[Instructions for the task]:
How many lines in the records below contain the word "microphone"? Reply with the number alone.

# START OF Provided data

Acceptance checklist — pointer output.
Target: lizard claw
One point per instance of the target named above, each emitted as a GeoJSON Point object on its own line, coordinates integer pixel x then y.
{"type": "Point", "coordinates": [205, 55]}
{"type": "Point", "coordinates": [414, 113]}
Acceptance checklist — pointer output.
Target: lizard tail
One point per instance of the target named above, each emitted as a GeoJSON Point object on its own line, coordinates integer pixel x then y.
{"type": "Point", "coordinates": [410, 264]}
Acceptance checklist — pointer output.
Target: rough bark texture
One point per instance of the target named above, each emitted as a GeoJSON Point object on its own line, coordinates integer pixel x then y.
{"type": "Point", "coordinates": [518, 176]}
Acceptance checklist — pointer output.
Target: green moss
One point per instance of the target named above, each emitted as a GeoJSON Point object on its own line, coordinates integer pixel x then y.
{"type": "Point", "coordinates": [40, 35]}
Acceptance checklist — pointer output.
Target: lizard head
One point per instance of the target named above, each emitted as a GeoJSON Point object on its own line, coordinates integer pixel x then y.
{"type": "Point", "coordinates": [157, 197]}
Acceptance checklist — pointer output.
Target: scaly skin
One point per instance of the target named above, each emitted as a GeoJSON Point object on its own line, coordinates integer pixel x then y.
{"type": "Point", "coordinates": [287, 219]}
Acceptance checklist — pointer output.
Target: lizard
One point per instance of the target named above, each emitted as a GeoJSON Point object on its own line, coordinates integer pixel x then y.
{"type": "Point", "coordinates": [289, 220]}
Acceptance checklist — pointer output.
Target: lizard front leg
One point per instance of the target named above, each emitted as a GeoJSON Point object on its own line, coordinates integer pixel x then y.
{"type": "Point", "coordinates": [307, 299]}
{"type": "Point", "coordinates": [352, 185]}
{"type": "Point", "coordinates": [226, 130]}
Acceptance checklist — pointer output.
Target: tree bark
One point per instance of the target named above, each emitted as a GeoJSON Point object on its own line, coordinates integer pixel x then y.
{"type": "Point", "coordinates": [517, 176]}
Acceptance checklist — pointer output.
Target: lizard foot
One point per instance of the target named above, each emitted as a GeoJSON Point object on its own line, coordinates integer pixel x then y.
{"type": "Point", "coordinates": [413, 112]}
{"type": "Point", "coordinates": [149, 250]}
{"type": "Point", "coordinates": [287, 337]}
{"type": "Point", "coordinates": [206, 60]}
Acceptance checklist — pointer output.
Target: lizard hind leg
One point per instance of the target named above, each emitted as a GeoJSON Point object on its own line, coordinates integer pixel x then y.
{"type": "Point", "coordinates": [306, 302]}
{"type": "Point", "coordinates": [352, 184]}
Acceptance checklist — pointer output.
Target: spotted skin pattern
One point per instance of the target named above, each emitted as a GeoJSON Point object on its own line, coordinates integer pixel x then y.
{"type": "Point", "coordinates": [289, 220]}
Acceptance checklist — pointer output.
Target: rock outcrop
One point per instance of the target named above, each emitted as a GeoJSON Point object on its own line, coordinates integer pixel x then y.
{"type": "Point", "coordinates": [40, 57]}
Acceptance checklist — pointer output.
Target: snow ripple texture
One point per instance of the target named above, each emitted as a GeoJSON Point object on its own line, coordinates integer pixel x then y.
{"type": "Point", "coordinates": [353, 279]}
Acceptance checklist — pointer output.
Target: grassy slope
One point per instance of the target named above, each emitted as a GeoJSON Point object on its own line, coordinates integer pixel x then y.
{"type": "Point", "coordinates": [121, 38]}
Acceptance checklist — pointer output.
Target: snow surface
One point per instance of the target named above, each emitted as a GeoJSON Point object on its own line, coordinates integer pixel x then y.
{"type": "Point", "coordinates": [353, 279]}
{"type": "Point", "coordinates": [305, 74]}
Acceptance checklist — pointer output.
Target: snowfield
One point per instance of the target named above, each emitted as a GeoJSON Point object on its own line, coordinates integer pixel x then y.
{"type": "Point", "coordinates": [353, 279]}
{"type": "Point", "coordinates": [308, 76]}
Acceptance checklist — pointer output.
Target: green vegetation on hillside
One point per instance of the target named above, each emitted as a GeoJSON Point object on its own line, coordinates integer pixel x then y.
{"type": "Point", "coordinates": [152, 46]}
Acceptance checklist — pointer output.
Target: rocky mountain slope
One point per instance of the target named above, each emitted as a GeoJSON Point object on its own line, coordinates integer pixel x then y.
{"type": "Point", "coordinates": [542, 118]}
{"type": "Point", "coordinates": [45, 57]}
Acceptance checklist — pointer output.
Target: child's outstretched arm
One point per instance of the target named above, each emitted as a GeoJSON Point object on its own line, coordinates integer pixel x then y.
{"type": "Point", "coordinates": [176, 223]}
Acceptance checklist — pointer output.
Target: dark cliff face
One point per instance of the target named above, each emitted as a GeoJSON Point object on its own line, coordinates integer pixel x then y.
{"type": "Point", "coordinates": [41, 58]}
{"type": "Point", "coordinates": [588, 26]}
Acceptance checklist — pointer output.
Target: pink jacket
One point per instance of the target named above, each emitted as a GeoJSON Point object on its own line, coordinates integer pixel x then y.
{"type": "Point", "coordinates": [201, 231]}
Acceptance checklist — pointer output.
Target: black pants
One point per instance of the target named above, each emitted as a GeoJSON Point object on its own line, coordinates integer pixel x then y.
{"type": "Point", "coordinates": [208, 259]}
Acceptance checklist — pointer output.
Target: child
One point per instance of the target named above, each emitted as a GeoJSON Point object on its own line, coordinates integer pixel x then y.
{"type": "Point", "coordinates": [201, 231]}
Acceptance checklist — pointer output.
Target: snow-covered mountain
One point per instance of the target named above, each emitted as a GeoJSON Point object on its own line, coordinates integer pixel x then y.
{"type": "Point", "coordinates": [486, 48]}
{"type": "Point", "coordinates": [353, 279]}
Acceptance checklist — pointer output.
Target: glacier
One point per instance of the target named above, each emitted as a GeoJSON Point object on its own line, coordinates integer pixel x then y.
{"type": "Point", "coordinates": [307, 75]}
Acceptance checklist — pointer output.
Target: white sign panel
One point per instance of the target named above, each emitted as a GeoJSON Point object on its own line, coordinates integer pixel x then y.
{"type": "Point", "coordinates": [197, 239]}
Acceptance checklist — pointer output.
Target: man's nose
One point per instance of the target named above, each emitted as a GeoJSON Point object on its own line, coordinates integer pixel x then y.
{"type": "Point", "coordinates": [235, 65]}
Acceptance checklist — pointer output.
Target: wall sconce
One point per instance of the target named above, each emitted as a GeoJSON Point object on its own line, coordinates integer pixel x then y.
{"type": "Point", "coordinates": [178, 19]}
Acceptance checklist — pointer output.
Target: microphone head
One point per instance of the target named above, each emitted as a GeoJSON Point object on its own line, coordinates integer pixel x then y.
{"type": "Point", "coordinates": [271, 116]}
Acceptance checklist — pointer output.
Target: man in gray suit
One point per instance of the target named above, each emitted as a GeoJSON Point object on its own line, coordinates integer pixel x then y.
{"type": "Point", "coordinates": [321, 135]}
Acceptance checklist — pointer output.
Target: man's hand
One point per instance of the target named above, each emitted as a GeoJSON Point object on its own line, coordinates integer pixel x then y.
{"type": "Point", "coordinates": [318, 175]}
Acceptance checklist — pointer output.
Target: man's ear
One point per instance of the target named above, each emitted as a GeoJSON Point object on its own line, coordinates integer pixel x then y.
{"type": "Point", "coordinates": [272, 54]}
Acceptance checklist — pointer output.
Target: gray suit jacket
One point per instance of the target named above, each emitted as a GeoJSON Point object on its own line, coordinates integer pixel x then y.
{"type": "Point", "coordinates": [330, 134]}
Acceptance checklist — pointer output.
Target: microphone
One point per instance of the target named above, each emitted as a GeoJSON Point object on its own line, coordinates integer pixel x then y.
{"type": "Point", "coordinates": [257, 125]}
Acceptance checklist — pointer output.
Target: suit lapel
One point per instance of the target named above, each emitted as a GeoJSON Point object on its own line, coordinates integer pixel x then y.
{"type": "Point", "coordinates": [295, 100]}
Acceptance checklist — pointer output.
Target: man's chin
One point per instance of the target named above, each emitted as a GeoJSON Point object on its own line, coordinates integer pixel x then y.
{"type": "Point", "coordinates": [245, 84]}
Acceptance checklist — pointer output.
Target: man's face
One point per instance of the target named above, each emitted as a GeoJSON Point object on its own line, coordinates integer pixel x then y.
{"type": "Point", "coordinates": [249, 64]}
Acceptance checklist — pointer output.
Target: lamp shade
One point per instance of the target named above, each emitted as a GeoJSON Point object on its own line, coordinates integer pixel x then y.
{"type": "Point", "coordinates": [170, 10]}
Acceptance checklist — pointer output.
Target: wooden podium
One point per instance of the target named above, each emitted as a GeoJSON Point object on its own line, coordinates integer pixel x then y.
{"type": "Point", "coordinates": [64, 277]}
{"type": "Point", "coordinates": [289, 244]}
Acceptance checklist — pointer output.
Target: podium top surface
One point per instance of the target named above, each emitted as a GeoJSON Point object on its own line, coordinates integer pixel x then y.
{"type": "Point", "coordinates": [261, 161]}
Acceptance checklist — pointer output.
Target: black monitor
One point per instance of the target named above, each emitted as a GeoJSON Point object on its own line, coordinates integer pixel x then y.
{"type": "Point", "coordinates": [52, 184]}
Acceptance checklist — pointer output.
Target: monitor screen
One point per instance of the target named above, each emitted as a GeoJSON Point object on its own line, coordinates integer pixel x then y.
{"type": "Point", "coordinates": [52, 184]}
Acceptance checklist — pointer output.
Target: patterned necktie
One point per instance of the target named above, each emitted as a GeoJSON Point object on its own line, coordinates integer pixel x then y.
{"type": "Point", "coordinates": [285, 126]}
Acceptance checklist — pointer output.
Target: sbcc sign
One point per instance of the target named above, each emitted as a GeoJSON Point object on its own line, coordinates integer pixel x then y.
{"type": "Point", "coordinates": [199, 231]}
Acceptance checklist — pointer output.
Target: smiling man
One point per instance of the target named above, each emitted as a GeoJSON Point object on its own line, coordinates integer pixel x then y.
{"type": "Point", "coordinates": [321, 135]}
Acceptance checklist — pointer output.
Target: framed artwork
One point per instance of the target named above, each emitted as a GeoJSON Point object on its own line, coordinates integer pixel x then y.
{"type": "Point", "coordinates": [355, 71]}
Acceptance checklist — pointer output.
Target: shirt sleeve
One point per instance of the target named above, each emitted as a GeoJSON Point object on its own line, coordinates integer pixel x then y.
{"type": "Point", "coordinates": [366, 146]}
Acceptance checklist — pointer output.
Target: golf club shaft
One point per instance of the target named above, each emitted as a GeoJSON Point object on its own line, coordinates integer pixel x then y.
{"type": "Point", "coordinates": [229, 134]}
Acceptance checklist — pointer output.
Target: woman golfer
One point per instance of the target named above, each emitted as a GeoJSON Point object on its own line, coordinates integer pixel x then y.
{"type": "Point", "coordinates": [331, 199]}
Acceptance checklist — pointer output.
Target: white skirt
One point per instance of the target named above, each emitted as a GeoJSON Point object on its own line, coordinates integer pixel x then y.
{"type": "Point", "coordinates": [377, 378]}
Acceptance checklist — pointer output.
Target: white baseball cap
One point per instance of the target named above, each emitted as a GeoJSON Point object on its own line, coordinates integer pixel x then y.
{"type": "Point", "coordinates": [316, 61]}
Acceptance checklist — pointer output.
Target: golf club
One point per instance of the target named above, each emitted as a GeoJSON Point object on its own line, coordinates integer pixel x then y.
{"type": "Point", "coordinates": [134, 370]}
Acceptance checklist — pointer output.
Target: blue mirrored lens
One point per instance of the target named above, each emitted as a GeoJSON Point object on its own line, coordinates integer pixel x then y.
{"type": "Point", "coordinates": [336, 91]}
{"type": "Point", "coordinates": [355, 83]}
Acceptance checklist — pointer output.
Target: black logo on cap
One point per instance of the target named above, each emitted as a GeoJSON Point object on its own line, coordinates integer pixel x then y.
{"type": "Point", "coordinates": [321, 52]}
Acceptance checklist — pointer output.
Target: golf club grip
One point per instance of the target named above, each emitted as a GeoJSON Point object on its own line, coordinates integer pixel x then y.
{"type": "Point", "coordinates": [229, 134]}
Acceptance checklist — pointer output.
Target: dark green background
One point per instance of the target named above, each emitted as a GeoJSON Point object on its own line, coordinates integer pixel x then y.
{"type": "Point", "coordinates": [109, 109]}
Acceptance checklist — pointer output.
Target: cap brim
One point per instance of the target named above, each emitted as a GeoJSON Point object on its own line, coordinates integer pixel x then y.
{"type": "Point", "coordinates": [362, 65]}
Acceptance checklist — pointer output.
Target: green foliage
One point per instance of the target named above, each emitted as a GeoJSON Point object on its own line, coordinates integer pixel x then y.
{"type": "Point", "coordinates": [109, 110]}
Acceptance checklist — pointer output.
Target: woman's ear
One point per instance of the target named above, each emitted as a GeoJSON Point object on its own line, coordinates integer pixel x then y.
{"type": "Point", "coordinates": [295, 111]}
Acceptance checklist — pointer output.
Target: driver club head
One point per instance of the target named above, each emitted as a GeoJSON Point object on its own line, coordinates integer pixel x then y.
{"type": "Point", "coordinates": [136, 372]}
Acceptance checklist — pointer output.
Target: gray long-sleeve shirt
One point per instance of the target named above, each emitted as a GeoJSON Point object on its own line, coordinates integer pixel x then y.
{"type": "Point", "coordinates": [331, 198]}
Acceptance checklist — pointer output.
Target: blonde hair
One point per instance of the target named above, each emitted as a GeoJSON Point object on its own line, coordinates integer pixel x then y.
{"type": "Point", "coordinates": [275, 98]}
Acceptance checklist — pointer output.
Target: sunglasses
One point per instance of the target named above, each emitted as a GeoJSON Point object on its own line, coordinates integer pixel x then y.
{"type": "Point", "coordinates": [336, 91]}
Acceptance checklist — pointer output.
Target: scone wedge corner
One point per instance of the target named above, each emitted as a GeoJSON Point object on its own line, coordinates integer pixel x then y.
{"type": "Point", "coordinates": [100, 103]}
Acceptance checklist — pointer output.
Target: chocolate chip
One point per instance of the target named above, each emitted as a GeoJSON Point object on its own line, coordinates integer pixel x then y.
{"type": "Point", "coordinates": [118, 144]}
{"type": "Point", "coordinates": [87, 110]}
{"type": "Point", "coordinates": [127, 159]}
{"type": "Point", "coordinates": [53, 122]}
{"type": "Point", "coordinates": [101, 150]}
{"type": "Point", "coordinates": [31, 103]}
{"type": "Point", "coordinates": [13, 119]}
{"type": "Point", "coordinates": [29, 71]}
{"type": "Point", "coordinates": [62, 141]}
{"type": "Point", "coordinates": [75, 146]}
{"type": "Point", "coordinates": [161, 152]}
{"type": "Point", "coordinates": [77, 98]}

# END OF Provided data

[Answer]:
2